§ Set problem: Copy out every row below, replacing "even-odd rule" with "nonzero winding rule" wherever it occurs and leaving everything else unchanged.

§ Recorded data:
---

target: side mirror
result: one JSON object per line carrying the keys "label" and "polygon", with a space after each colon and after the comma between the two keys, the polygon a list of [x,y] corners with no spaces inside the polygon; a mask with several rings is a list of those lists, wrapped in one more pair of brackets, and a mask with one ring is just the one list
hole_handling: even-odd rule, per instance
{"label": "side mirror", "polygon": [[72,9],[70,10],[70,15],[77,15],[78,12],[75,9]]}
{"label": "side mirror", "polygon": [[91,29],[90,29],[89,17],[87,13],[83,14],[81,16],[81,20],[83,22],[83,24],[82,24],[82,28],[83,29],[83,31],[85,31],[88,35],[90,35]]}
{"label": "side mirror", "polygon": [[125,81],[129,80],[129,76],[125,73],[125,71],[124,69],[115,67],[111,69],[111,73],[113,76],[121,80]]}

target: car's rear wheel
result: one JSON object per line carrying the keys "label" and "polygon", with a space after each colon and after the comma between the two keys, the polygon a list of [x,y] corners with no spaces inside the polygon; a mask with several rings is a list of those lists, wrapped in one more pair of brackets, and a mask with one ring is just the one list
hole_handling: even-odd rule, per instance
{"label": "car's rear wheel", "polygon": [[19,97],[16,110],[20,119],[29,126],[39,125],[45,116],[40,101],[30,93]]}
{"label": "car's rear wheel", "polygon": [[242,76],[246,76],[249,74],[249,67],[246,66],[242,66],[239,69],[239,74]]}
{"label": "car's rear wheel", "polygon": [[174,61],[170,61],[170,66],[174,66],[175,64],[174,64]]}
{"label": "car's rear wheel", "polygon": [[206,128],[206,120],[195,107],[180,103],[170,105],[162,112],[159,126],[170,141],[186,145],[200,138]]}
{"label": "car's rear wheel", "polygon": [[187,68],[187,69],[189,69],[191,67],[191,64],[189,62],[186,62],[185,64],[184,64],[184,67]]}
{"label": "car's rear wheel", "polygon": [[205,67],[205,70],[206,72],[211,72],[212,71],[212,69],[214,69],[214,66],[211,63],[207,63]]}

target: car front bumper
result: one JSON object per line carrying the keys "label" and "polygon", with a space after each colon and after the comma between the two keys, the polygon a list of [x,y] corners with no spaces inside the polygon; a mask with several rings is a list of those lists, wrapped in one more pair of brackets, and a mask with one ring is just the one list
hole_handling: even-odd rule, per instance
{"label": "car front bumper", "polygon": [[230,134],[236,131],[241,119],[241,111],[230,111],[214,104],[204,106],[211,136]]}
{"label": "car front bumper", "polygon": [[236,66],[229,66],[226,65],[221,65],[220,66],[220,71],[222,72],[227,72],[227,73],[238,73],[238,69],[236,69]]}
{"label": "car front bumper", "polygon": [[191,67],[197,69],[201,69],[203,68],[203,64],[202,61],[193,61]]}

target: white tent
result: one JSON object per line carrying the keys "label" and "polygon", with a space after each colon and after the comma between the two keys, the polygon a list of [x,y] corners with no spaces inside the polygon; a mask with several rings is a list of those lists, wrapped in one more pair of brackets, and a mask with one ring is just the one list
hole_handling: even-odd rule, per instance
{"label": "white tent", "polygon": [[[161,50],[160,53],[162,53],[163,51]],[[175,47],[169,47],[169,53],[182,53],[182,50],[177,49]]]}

---

§ The output:
target: side mirror
result: one JSON object per line carrying the keys "label" and "polygon", with a space after each colon and after the comma between the two keys, the polygon a list of [x,y] corners with no spaces inside the polygon; a mask with several rings is a list of those lists, wrapped in one more pair of brackets, and a mask with one ring is just the one list
hole_handling: nonzero winding rule, per instance
{"label": "side mirror", "polygon": [[72,9],[70,10],[70,15],[77,15],[78,12],[75,9]]}
{"label": "side mirror", "polygon": [[91,29],[90,29],[89,17],[87,13],[83,14],[81,16],[81,20],[83,22],[83,24],[82,24],[82,28],[83,29],[83,31],[85,31],[88,35],[90,35]]}
{"label": "side mirror", "polygon": [[125,81],[129,80],[129,76],[125,73],[125,71],[124,69],[115,67],[111,69],[111,73],[113,76],[121,80]]}

target: car's rear wheel
result: one JSON object per line carrying the keys "label" and "polygon", with a space after each colon and after the comma between the two keys, the polygon a list of [x,y] corners with no spaces inside the polygon; a mask with several rings is a list of those lists, wrapped in one more pair of brackets, and a mask with one ring is just the one list
hole_handling: nonzero winding rule, per instance
{"label": "car's rear wheel", "polygon": [[19,97],[16,110],[20,119],[29,126],[39,125],[45,116],[40,101],[30,93]]}
{"label": "car's rear wheel", "polygon": [[242,76],[246,76],[249,74],[249,67],[246,66],[242,66],[239,69],[239,74]]}
{"label": "car's rear wheel", "polygon": [[174,61],[170,61],[170,66],[174,66],[175,64],[174,64]]}
{"label": "car's rear wheel", "polygon": [[206,128],[206,120],[195,107],[180,103],[170,105],[162,112],[159,126],[170,141],[186,145],[200,138]]}
{"label": "car's rear wheel", "polygon": [[187,68],[187,69],[189,69],[191,67],[191,64],[189,62],[186,62],[185,64],[184,64],[184,67]]}
{"label": "car's rear wheel", "polygon": [[205,67],[205,70],[206,72],[211,72],[212,71],[212,69],[214,69],[214,66],[211,63],[207,63]]}

target: car front bumper
result: one JSON object per line carrying the keys "label" and "polygon", with a space after each colon and after the comma between the two keys, the polygon a list of [x,y] corners with no spaces inside the polygon; a mask with several rings is a list of those lists, wrapped in one more pair of brackets, and a mask with one ring is just the one list
hole_handling: nonzero winding rule, per instance
{"label": "car front bumper", "polygon": [[230,134],[236,131],[241,119],[241,111],[230,111],[214,104],[204,106],[211,136]]}
{"label": "car front bumper", "polygon": [[236,66],[229,66],[226,65],[221,65],[220,66],[220,71],[222,72],[227,72],[227,73],[238,73],[238,69],[236,69]]}
{"label": "car front bumper", "polygon": [[191,67],[197,69],[201,69],[203,68],[203,64],[202,61],[193,61]]}

target: white tent
result: one JSON object per line carrying the keys "label" and "polygon", with a space after each colon and after the comma between the two keys, the polygon a list of [x,y] corners with no spaces inside the polygon; a mask with several rings is a list of those lists, wrapped in one more pair of brackets, and a mask with one ring is just the one list
hole_handling: nonzero winding rule, per instance
{"label": "white tent", "polygon": [[[161,50],[160,53],[162,53],[163,51]],[[175,47],[169,47],[169,53],[182,53],[182,50],[177,49]]]}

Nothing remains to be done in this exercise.